Work order 1 —
Decide whether each statement below agrees with the snowblower thread. For each, answer yes or no and quote the deciding words of the thread. (a) One poster believes the Bobcat 443 is now called the S70. (b) The poster who rented a 443 found it easy to put chains on its tires. (c) On the S100, 2 speed and SJC come standard.
Work order 2 —
Carry on the snowblower thread from the point where it stops.

# Small skidloaders and snowblowers



## shooterm (Feb 23, 2010)

Has anyone run the S100 type skidloaders and put a 48" snowblower on it? After watching a few sidewalk crews play with walkbehinds, ATVs and shovels I'm considering a demand for faster service. Couple of things I already noticed is the throw distance on paper isn't very good for bobcat brand and it also has the problem of MN standard sidewalks being 48' it sits at 52" actual. Any input would be great I really think if I found the right setup for sidewalks it would a very good winter job for me AND my current company.


----------



## snocrete (Feb 28, 2009)

What about a S70? 36in actual width w/ a 48in blower. Could run a 4ft plow for light snows?

BTW, check again on the width of a S100. I am pretty sure they are just under 4ft wide....I think they also offer 2speed & SJC in them now.


----------



## fargosnowpro (Dec 4, 2010)

Width listed on the website is 45.9" for the S100, 2 speed and SJC are an option!


----------



## shooterm (Feb 23, 2010)

Yah acually the S70 is pretty interesting considering I could use it as a backyard tool. Problems from it might be the severe lack of clearance since I'd road it on unplowed roads and no 2speed. Just been brainstorming lately sidewalks are still pretty done much by hand here at a loss.


----------



## DGODGR (Nov 30, 2008)

I rented a Bobcat 443, w/48" blower, a couple of years ago. It was a really heavy winter and the city pushed all the snow from the streets onto the parkway sidewalks. It worked pretty well. I beleive the 443 is now called the S70. The one problem I remember was that the wheels were mounted so close to the frame that I don't think you could get chains on the tires. Another issue is that a machine and blower that are as wide as the walkway can create some problems in the curves.

Stored data entries —

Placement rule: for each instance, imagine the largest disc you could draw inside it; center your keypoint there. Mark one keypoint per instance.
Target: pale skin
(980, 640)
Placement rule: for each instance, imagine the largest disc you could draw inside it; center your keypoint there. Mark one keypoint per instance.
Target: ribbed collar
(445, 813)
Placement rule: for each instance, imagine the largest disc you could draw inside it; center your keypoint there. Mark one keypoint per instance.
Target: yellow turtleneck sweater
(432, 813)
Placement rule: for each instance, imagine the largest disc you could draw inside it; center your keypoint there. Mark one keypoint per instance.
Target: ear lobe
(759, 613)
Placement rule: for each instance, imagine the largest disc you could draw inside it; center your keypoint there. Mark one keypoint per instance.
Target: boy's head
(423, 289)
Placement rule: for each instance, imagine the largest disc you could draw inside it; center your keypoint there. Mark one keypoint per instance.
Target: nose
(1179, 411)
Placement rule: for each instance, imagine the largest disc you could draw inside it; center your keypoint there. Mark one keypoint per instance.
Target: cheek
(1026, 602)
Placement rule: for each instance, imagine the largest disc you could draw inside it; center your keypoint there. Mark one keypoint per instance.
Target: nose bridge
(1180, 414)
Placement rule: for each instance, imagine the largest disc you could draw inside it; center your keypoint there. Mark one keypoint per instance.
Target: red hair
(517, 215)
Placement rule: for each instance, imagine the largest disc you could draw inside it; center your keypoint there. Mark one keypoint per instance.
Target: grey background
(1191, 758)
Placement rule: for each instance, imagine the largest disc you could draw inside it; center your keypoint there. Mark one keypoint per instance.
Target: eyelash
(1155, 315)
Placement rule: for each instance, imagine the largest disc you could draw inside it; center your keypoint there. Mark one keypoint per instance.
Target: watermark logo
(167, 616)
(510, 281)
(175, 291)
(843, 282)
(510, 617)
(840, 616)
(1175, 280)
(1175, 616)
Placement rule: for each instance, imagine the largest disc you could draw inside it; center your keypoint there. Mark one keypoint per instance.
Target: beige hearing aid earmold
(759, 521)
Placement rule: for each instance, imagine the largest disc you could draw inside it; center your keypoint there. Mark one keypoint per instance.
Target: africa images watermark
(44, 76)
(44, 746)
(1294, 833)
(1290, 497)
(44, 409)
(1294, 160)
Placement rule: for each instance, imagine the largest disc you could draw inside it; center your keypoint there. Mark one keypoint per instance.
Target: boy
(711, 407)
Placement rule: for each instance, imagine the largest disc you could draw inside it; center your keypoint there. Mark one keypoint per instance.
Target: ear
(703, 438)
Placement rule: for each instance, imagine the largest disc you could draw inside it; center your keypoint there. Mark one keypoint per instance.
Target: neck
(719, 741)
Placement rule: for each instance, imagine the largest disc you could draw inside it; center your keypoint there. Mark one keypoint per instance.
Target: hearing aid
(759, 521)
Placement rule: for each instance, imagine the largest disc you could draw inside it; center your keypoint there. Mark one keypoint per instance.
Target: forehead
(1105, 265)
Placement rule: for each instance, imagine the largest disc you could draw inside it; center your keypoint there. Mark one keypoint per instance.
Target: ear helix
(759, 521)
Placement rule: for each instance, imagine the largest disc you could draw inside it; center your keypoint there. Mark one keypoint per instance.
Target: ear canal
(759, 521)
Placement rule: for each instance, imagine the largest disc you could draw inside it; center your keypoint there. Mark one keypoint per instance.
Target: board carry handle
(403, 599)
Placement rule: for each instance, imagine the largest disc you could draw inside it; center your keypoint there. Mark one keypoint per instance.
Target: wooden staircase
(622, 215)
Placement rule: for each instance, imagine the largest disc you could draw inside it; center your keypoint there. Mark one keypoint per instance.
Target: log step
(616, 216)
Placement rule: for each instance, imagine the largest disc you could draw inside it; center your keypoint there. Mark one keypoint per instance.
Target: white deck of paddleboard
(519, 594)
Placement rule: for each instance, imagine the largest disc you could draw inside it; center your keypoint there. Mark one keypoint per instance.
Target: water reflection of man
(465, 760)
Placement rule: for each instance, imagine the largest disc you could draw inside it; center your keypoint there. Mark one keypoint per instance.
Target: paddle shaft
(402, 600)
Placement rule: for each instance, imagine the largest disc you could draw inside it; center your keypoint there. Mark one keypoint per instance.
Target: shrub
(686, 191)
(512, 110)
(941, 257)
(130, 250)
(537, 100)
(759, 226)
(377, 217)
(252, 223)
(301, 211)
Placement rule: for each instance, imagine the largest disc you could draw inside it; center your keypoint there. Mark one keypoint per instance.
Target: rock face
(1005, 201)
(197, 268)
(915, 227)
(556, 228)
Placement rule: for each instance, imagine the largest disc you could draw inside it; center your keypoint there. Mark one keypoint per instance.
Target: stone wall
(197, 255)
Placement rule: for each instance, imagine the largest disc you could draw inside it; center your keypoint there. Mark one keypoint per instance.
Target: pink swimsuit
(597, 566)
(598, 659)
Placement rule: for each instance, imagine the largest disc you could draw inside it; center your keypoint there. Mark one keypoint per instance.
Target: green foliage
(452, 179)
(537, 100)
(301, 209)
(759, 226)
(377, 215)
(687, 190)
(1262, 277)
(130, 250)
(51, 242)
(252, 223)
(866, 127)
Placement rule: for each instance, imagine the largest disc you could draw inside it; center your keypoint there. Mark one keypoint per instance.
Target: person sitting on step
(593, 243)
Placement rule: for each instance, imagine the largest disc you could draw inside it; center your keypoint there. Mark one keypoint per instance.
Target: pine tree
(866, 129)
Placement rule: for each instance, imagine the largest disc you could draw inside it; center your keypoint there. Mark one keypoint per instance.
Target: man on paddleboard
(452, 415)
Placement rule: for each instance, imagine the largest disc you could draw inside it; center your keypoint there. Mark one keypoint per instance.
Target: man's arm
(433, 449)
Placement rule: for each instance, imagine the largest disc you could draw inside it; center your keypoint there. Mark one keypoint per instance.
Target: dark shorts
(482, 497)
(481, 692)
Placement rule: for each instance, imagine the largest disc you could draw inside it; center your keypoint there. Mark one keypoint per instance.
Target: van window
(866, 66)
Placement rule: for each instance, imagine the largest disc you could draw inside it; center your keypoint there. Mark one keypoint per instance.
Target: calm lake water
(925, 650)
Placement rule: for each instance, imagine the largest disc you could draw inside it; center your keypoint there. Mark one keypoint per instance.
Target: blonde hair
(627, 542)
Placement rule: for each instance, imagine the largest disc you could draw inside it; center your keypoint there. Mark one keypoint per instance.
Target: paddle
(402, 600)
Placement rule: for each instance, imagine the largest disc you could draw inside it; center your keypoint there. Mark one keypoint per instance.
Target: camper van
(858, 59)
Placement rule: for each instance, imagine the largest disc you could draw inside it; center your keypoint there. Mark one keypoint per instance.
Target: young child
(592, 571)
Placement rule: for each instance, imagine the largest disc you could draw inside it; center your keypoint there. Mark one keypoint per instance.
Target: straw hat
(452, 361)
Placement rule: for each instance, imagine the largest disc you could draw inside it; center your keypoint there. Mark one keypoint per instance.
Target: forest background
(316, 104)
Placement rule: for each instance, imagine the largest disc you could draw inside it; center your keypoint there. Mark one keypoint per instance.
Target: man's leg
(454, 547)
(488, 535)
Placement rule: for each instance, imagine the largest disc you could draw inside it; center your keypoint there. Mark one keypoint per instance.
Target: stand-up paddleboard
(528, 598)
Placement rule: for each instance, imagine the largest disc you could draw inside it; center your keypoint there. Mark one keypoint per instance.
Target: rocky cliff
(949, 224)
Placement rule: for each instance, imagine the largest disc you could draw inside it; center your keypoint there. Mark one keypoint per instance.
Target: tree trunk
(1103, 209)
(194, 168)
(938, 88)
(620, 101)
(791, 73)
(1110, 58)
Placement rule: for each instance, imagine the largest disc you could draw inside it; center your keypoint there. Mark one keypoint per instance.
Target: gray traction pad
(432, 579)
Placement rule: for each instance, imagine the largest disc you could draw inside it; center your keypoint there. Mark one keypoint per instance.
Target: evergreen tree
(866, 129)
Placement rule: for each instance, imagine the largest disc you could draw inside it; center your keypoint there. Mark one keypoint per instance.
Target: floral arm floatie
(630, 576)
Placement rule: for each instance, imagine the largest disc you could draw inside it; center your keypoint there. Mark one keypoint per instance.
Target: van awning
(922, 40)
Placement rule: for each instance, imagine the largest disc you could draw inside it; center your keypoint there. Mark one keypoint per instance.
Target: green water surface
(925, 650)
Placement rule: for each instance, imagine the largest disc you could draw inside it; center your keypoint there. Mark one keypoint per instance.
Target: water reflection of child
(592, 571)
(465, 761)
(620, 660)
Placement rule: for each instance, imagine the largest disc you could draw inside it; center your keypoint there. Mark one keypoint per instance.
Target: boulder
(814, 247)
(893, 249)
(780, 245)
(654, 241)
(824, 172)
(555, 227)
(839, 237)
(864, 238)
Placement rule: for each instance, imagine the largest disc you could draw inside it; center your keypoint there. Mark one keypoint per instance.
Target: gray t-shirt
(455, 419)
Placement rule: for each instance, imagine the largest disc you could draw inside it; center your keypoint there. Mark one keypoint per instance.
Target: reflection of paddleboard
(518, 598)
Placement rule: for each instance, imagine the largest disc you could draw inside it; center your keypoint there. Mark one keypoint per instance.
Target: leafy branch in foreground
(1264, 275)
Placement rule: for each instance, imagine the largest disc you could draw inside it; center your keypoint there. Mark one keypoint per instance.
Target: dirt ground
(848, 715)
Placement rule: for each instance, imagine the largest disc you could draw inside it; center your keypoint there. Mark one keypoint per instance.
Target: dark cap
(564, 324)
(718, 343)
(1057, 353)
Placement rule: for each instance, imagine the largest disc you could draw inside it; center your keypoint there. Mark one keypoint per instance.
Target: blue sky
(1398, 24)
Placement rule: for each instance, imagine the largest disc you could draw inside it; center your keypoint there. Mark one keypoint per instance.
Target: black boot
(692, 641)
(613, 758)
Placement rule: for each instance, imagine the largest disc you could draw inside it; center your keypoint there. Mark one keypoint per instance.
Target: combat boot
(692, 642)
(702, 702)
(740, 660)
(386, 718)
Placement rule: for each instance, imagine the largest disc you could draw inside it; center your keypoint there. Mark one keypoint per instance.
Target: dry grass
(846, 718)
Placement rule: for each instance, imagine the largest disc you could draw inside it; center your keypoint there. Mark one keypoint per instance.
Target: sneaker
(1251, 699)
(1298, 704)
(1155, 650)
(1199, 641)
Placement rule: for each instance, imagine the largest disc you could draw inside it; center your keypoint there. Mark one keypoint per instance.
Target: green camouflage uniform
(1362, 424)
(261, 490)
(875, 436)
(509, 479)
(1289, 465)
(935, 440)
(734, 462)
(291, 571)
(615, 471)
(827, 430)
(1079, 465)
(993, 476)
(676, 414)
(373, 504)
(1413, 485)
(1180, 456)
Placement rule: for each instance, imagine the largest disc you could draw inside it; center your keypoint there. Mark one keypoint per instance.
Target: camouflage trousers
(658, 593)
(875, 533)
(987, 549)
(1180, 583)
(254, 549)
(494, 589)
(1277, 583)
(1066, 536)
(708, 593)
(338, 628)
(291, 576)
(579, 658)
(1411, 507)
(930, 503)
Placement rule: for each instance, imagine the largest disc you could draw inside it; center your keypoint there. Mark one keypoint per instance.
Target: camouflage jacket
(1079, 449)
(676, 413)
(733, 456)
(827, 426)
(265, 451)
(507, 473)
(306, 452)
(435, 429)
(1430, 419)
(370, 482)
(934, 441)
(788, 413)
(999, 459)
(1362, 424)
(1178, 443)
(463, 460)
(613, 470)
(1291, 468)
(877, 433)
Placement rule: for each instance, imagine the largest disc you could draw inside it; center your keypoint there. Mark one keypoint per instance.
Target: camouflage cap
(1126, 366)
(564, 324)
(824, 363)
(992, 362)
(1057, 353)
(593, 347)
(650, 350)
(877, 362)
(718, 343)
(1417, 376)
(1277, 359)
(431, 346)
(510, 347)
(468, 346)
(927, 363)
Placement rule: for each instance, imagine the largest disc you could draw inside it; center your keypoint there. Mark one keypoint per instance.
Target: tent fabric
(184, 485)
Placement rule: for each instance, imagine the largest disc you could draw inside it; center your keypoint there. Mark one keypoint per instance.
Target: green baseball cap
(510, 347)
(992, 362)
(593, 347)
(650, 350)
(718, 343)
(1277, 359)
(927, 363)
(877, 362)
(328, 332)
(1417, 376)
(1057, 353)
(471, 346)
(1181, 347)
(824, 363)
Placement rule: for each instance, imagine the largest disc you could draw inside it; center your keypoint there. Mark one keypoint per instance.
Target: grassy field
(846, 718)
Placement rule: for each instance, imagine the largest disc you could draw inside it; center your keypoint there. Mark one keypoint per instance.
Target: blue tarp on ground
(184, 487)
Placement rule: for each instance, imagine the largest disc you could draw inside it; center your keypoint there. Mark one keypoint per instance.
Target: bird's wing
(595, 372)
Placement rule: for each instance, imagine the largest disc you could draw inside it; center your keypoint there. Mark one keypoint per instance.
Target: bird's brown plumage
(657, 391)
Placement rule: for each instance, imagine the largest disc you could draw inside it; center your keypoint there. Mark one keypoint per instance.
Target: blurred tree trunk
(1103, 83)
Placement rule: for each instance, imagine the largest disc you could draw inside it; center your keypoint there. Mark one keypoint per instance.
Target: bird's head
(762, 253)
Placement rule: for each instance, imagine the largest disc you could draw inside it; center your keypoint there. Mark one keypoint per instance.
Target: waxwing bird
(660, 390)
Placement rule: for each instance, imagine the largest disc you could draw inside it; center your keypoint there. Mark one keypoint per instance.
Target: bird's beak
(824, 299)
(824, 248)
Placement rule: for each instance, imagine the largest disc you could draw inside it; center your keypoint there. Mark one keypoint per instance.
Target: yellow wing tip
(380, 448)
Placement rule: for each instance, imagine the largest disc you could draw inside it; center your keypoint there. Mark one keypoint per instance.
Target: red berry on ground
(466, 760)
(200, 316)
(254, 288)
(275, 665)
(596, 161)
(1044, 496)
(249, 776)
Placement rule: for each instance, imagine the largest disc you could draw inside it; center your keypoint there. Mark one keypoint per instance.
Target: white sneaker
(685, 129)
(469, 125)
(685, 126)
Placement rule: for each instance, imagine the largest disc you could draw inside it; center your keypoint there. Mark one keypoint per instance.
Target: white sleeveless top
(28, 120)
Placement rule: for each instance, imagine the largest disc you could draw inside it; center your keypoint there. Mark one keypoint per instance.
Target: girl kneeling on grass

Written answer 1 —
(a) Yes: "I beleive the 443 is now called the S70."
(b) No: "I don't think you could get chains on the tires."
(c) No: "2 speed and SJC are an option!"

Written answer 2 —
----------



## shooterm (Feb 23, 2010)

Yah more I think about it I'd actually want something a couple inches smaller then a standard sidewalk. I'm kinda a yard nazi and think hitting the yard every once in awhile could be a pain for a smaller skid.


----------



## gene gls (Dec 24, 1999)

Check out Ventrac or Stiner.


----------



## dirtnazi (Feb 12, 2010)

I run 2 ASV pt 30s with FFC Blowers and they get thru any thing


----------



## mike1316 (Sep 16, 2007)

What about an bobcat mt52 or mt 55


----------



## WIPensFan (Jan 31, 2009)

mike1316;1178205 said:


> What about an bobcat mt52 or mt 55


No cab turns it into actual work. Cold work.


----------



## Snowzilla (Oct 24, 2009)

The little Bobcat's (453/S70) are neat & I wish I had one too but if your a big guy at all & with snow clothing/boots on, if you have to crawl in and out much it's a pretty snug fit. I do like the ease of getting into the ASV but they are pricey machines. A big walk behind blower like the Cub Cadet 45" or Troybilt 45" can be had for about $2300.


----------



## pdmissle (Oct 6, 2010)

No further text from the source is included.